Work instructions: Can you pick up the Probability Theory II course page below after its last sentence and keep writing it?

Passage:
┏━━

Math 562, Probability Theory II
Fall 2013

Course Information

Professor:Kay Kirkpatrick
Office:334 Illini Hall
Lectures: MWF 11:00-11:50 AM (141 Altgeld Hall)
Office hours: By appointment: for instance, before and after class are good times to catch me between my office and the classroom. I will be happy to answer your questions in my office anytime as long as I'm not otherwise engaged.
Recommended reading: Karatzas and Shreve: Brownian Motion and Stochastic Calculus (2nd edition), Springer, 1991.
Gopen and Swan: The Science of Scientific Writing
Williams: Style: The Basics of Clarity and Grace (any edition), Longman.
Other resources: UIUC Writers Workshop, Purdue Online Writing Lab
Useful courses to have: Math 540 Real Analysis I--we will review measure theory topics as needed.
Math 541 is also nice to have, but not necessary.
Math 561 Probability Theory I--you should be willing to spend time and effort on this background material if necessary.
Grading policy: Homework: 50% of the course grade. Some of the homework will emphasize writing and revising skills.
Final Paper: 50%. A 3- to 6-page paper summarizing and analyzing a research article that is both interesting to you and related to probability. UPDATE (due date): Our final exam period is Friday, 12/20/2013, 8-11 AM, but you are not required to be there; instead the final paper will be due the same day at 5 PM, preferably by email.

┗━━

Data listing:
┏━━

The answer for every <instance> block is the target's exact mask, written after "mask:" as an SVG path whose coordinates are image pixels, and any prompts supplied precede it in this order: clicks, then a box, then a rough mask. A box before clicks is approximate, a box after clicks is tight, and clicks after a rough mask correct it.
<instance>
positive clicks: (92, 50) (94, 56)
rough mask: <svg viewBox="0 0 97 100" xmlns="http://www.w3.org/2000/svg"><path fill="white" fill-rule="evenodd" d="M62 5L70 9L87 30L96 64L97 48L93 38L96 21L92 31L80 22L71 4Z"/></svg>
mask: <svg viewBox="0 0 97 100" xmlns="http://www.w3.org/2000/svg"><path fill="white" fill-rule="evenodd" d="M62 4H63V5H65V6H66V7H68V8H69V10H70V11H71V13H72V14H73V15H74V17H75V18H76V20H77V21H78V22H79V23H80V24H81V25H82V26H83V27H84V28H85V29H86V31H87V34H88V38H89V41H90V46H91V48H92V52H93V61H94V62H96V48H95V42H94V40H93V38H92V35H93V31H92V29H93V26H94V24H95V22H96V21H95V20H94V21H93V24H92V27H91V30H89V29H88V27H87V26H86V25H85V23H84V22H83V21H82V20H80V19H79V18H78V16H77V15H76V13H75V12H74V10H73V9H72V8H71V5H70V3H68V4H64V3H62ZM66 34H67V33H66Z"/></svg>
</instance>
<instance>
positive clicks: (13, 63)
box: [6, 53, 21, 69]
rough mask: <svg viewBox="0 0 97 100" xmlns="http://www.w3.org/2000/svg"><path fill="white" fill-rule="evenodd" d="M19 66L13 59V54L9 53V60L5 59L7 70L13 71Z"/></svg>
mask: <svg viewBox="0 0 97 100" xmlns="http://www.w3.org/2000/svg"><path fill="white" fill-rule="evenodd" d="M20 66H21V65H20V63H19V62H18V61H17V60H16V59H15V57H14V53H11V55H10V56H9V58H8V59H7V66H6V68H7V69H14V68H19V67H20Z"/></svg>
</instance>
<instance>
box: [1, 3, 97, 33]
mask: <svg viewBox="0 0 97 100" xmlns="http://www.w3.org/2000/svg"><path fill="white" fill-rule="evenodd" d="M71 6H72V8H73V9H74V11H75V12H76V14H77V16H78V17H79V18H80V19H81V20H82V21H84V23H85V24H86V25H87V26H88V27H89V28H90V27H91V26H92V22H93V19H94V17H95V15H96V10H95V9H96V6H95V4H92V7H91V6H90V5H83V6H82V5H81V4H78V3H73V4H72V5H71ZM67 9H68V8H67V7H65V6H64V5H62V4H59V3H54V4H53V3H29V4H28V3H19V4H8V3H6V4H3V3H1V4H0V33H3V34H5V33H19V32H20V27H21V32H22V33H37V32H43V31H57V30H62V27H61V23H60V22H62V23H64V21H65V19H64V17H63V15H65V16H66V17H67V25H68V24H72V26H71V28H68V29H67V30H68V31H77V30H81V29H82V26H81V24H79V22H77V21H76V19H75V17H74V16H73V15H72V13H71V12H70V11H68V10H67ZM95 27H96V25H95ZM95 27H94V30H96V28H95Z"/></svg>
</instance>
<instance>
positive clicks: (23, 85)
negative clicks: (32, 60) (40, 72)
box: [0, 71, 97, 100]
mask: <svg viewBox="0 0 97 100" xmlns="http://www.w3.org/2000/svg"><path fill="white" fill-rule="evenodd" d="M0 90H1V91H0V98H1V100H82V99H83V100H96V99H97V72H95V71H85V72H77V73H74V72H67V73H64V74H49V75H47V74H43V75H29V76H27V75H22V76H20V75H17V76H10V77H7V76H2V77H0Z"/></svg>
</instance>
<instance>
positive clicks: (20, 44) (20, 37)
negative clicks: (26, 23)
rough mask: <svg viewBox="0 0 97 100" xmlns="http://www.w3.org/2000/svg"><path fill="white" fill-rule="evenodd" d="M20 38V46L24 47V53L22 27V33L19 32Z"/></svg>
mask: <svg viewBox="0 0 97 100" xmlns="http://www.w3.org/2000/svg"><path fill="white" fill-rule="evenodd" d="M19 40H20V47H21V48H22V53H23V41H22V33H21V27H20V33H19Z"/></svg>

┗━━

Exercise output:
Homework (due Fridays in class): You are encouraged to work together on the homework, but I ask that you write up your own solutions and turn them in separately. There will be few problems assigned; emphasis will be placed on clear, concise, and coherent writing.

HW #1, due the first Friday in class: one written paragraph about yourself and your interests, including an explanation of why you are taking this course, any information you believe would be helpful to me, and any questions you might have.

HW #2 (announced in class), due Fri. Sept. 6: Karatzas and Shreve p. 5, problem 1.1.16.

HW #3, due Fri. Sept. 13: Read John Lee's advice on writing proofs and do problems 2.9 and 2.10 on p. 55.

HW #4, due Fri. Sept. 27: Do problems 5.12 and 5.17 in section 1.5. Plus a writing exercise: pick one of these two problems, and explain the context and the key ideas of the problem--in words, with minimal notation and jargon.

HW #5, due Fri. Oct. 4: Paul Halmos was a famously good mathematical writer. Read sections 0-5 of his How to Write Mathematics essay and do problem 1) 3.2.5, 2) 3.2.27, or 3) 3.2.29 according to your number assigned in class. (If you forget or didn't get your number, generate one for yourself uniformly at random from the set {1, 2, 3}.) You may look at the other two problems, but don't work them out.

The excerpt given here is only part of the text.